# DATA RECORDS
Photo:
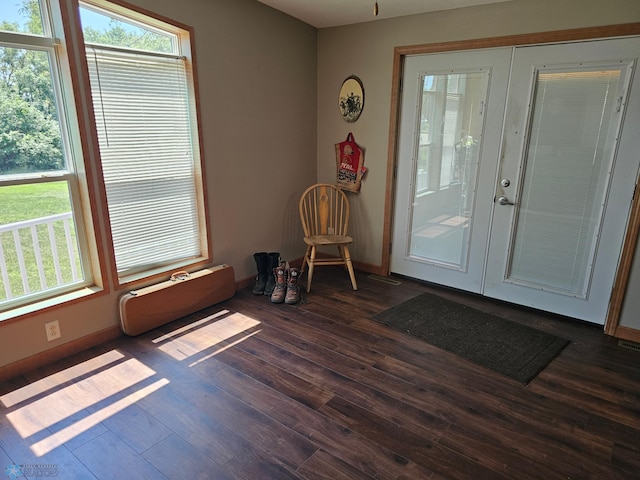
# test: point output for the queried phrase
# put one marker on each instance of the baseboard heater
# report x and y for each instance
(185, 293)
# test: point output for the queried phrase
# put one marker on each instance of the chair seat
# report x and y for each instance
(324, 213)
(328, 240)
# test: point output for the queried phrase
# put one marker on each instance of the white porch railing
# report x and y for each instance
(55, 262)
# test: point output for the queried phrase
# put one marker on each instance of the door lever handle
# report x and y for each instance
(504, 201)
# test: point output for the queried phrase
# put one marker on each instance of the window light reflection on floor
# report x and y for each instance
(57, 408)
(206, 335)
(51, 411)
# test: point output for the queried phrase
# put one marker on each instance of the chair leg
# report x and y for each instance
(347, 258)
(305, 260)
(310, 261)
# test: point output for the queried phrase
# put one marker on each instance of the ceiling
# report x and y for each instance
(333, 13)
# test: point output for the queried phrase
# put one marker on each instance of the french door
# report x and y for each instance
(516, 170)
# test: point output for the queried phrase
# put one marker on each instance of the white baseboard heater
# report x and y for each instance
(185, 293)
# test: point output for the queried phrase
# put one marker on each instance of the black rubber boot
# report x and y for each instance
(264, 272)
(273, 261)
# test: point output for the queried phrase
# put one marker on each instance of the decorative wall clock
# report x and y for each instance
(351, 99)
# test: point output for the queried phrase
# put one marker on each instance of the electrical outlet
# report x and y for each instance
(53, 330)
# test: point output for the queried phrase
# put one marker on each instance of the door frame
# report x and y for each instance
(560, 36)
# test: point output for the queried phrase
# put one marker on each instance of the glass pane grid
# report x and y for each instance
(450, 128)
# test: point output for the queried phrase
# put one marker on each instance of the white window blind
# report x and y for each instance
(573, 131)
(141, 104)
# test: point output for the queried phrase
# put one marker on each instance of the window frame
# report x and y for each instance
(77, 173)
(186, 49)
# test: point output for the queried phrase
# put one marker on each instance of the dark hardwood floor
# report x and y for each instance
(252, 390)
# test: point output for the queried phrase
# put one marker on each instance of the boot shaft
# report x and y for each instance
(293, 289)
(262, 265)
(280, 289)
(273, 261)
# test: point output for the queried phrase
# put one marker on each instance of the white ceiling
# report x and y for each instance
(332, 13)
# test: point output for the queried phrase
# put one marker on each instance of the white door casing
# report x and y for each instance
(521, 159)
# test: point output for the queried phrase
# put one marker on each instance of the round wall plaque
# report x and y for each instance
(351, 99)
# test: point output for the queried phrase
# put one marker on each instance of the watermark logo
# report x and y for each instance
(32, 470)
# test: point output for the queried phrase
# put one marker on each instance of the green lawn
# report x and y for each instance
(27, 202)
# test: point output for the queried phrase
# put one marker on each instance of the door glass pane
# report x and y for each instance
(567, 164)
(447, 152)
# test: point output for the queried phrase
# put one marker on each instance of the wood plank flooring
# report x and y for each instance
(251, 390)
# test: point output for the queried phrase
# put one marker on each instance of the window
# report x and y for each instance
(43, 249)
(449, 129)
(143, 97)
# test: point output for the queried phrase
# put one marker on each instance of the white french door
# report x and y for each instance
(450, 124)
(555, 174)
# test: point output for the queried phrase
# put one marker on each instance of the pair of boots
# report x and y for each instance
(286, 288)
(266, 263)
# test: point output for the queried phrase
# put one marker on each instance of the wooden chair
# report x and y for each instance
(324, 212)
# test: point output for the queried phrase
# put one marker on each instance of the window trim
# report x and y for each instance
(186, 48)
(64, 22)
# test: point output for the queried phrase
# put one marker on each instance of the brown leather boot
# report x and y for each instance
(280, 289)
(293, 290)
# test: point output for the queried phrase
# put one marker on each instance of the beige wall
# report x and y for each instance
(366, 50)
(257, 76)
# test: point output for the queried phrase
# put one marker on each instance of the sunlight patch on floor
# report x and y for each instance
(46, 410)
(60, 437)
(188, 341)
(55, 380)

# AIM OF THE EXERCISE
All of the data needs repeating exactly, but the pictures do not.

# ANSWER SPACE
Photo:
# test: point output for the queried phrase
# put one marker on each instance of the baseboard heater
# report x and y for each instance
(185, 293)
# test: point output for the queried phrase
# put one marker on each instance of the chair seat
# report x and y for each instance
(324, 213)
(328, 240)
# test: point output for the queried phrase
# put one marker on each instance of the white porch railing
# report x and y for each instance
(55, 262)
# test: point output for the queried phrase
# put one marker on each instance of the door lever handle
# report x and y for each instance
(504, 201)
# test: point output for the queried phrase
# put one marker on each instance of the window light reflection on floor
# report x and y for each instance
(57, 408)
(206, 335)
(51, 411)
# test: point output for the queried phrase
# put one marker on each instance of the chair leg
# report x and y for each instance
(347, 258)
(305, 260)
(310, 261)
# test: point output for the queried phrase
# put one marker on each instance of the ceiling
# report x and y for each instance
(333, 13)
# test: point output for the queried phrase
# put one marker on each instance of the french door
# report x and y for each instance
(516, 170)
# test: point output for the queried phrase
# put one marker on each instance of the white baseboard heater
# report x and y for each instance
(185, 293)
# test: point output for the queried phrase
# put one marker on each instance of the black rubber boot
# report x and y for each instance
(264, 272)
(273, 261)
# test: point output for the queried phrase
# put one marker on each instance of the decorative wall clock
# report x and y for each instance
(351, 99)
# test: point output for the queried phrase
# put one marker on each instance of the electrical outlet
# report x and y for each instance
(53, 330)
# test: point output for the queried phrase
# put one marker on each instance of the door frame
# report x and y for each instance
(560, 36)
# test: point output for the queried phrase
# put one marker on each instance of the glass pane grid
# report x and y for each instance
(450, 128)
# test: point output for the queried phrase
# put one marker on each instance of the white window blind
# report x and y for each instance
(573, 131)
(141, 104)
# test: point output for the queried phrase
# put one marker on each instance of the window frame
# report x and y for each instance
(77, 173)
(186, 49)
# test: point output for the queried phrase
# put one marker on each instance of the dark hardwood floor
# report x and y for each instance
(252, 390)
# test: point output for the queried phrase
# put one marker on each instance of the boot shaft
# report x and y for each instance
(293, 289)
(262, 265)
(280, 289)
(273, 261)
# test: point output for the queried phrase
# put one marker on each instance of the white ceiling
# report x and y for each instance
(332, 13)
# test: point output for the queried phrase
# put one marker on each instance of the white door casing
# report x and y for each instance
(521, 159)
# test: point output for the queried phrase
# put one marker on each instance of the round wall plaque
# report x and y for each instance
(351, 99)
# test: point output for the queried phrase
# put one marker on each instance of the watermark logo
# report x and y for each instance
(32, 470)
# test: point output for the queried phrase
# put one marker on each instance of the green lawn
# report x and y for each instance
(27, 202)
# test: point output for the queried phrase
# put one marker on each instance of the door glass pane
# report x and y for each instance
(567, 164)
(447, 152)
# test: point output for the queried phrase
# put one marker on each instance of the wood plank flooring
# report x and y for each instance
(251, 390)
# test: point output for the queried phrase
# put one marker on each instance of the window
# report x and y for each instance
(43, 249)
(449, 129)
(143, 97)
# test: point output for the queried phrase
# put one marker on each instance of the white french door
# report x and y for each instance
(450, 124)
(555, 174)
# test: point output for the queried phrase
# put one marker on each instance of the pair of boots
# report x and y for each instance
(286, 288)
(266, 263)
# test: point output for the queried phrase
# put one marker on each instance of the wooden chair
# report x and y for each instance
(324, 212)
# test: point output for the queried phrase
# put one marker on each instance of the window trim
# report x and y for each instance
(186, 48)
(64, 22)
# test: point output for the queried phrase
# put one marker on each instance of the brown leather boot
# report x and y for each instance
(280, 289)
(293, 290)
# test: point output for the queried phrase
# put one marker on each instance of the beige wall
# report x and y for each instance
(366, 50)
(257, 76)
# test: point output for the queried phrase
# put one marker on each instance of the sunlight patch on floor
# report x and y for each instance
(46, 410)
(60, 437)
(188, 341)
(55, 380)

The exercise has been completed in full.